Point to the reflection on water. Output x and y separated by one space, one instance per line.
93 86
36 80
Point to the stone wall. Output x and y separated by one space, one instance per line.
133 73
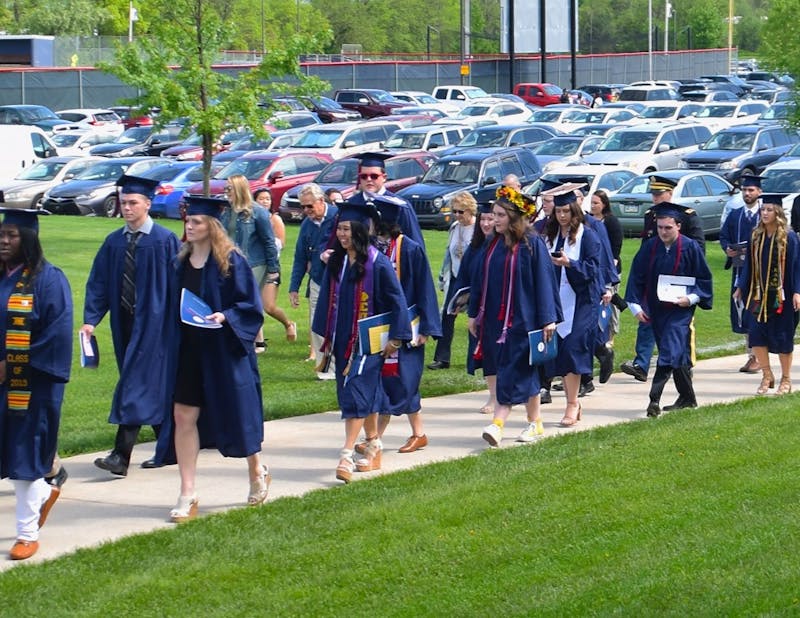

————

## WRITTEN EXERCISE
How many rows of the material above contain the string "line"? Reply with the number only.

## RESPONSE FOR THIS EXERCISE
2